§ **Your tasks**
a – From the piece on music and productivity, extract the passage that begins at the words "The spell of" and stops after the words "stop yourself dancing).".
b – Answer these questions using the piece on music and productivity:
(i) What did the architecture professor often listen to when designing buildings?
(ii) Which kind of music is highly recommended by experts?
(iii) About how many beats per minute could help significantly reduce stress?

§ **Selected extract**
=====
Many people listen to carefully selected playlists that help them run faster and with less effort. It’s also common for public speakers to listen to music before they get on stage because this helps them get into the right state for engaging the audience and presenting most effectively.
Music can also sway our emotions in an instant. Just look at movies, commercials or even reality shows. The chosen soundtracks, even the ridiculous ‘tension music’ played while an unfortunate cooking show contestant serves a slightly overcooked piece of chicken to the judges, are essential parts of the story-telling.
I’m sure you know exactly what to listen to when you want to cheer up, let off steam, connect with a loved one or be carried back to the past. But have you ever wondered how listening to the right sort of music can make you more productive and successful in business?
The spell of music.
Music affects how you feel, how you think, and what you do (And I’m not only talking about those moments when you simply can’t stop yourself dancing).
The right types of music can:
- Energise and motivate you to get things done.
- Make boring, repetitive tasks more interesting, so that you actually tackle them instead of procrastinating endlessly.
- Make you feel happier, more confident and more optimistic (Positive emotions have an enormous impact on most aspects of work; listing them could fill another article).
- Help you get in touch with the part of yourself you want to be in that moment; whether a wise man, an adventurer, a fighter, or a productivity queen or king.
- Make it easier for you to focus on what you’re doing and stay in the zone as long as you need to, taming your monkey brain (Putting the headphones on can also help block out distractions).
- Help you think more creatively (An architecture professor I knew often listened to Mozart when designing buildings, and his designs were, in fact, a little bit Mozart-like).
- Help you get into other people’s shoes and understand their feelings and experiences.
- Invite you to relax when it’s time for you to take a break and recharge.
What to look for.
What types of music work well in different situations, of course, depends on the individual. But science can give you some direction in case you’re open to experimenting with your playlists.
According to research, the genre, the lyrics, the tempo, the volume, and the key/mood of the music all have some impact on how you perform at work:
Baroque music is found to be excellent for improving productivity and focus. Electronic tracks can also help you stay present and switched on, and because of their repetitive nature, they are usually unobtrusive. Interestingly, video game music is highly recommended by experts. Just think about it; game music is specifically composed to assist players to perform often complex and challenging tasks without distracting them.
Music with lyrics can help you immerse yourself in repetitive, mundane tasks, but can be distracting when your work requires much of your attention and brain power. You’ll probably find that instrumental music without lyrics works better for complex tasks. Listening to music with lyrics can also make it difficult to read or write because the language centre of your brain is trying to run two processes simultaneously.
Can you imagine that music with the right tempo may increase your intelligence? One study found that students who listened to upbeat music performed better on IQ tests compared to those who listened to slow music. On the other hand, music with around 60 beats per minute could help you significantly reduce stress.
=====
§ **Recorded information**
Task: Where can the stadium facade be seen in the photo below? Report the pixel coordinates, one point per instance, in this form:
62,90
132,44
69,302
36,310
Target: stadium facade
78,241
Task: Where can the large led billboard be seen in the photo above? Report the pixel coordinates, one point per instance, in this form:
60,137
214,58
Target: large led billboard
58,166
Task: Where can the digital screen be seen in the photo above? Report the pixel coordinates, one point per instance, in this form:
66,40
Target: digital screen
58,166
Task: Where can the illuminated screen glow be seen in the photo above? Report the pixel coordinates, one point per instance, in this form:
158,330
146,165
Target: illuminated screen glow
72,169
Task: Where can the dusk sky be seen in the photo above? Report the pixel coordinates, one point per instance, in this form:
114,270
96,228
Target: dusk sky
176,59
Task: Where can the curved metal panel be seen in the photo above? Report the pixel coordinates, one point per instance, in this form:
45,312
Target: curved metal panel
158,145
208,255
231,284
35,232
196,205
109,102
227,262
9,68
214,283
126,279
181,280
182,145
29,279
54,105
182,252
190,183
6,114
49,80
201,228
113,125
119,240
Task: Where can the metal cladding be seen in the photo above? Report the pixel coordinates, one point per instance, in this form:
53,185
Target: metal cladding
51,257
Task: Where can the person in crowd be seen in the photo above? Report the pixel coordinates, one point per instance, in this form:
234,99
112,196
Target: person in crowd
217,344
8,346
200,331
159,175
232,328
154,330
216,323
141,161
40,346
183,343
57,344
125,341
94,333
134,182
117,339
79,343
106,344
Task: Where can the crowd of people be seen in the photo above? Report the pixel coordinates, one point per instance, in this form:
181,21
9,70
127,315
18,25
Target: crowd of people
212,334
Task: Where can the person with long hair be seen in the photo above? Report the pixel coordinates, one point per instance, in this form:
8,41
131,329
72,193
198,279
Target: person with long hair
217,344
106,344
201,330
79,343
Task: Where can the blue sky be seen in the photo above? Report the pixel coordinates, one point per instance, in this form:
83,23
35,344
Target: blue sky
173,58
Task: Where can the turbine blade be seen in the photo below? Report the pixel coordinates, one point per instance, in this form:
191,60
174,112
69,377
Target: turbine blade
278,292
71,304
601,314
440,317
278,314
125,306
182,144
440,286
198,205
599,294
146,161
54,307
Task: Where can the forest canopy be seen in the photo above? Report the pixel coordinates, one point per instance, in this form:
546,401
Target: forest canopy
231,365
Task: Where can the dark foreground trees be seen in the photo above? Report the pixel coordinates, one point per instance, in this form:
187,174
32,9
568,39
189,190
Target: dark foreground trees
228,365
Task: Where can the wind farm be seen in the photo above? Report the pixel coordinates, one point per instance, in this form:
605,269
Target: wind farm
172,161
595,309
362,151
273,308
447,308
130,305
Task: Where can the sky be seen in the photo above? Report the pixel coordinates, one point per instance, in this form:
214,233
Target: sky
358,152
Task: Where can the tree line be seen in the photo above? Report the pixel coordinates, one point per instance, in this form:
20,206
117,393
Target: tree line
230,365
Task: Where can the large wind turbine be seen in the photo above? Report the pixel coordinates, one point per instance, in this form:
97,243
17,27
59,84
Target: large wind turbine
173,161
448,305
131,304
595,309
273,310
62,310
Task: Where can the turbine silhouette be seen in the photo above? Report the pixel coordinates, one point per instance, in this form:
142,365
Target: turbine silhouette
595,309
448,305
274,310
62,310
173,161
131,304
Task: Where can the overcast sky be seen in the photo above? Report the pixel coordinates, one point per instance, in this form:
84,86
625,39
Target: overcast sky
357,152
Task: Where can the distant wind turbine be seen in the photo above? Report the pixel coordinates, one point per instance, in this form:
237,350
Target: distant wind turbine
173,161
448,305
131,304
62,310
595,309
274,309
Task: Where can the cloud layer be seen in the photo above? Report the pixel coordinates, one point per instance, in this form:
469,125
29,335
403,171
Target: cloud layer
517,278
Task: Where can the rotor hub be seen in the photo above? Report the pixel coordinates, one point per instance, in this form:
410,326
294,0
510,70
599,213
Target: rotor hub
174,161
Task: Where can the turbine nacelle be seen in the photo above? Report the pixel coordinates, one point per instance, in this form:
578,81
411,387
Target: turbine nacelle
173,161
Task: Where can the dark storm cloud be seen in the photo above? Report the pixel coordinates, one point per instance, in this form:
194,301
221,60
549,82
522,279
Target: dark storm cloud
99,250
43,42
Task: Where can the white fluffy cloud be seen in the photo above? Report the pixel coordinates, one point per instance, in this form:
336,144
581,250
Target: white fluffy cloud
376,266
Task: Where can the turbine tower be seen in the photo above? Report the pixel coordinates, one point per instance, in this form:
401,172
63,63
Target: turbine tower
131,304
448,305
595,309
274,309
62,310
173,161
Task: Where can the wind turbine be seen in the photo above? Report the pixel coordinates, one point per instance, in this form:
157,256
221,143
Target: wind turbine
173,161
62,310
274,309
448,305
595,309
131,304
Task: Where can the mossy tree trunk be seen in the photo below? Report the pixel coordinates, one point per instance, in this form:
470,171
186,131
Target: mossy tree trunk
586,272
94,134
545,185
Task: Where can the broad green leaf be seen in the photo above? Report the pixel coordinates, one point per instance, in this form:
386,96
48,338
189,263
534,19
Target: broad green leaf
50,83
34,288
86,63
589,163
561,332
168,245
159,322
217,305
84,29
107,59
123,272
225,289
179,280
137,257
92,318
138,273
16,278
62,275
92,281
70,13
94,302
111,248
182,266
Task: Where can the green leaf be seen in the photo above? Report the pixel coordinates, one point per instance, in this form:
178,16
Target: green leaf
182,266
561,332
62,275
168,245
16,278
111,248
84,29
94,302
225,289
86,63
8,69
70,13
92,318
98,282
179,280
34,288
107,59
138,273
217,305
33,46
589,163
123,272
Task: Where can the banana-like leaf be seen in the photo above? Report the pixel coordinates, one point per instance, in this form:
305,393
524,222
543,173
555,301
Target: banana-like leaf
=====
§ **Solutions by task**
a –
The spell of music.
Music affects how you feel, how you think, and what you do (And I’m not only talking about those moments when you simply can’t stop yourself dancing).

b –
(i) Mozart.
(ii) Video game music.
(iii) Around 60.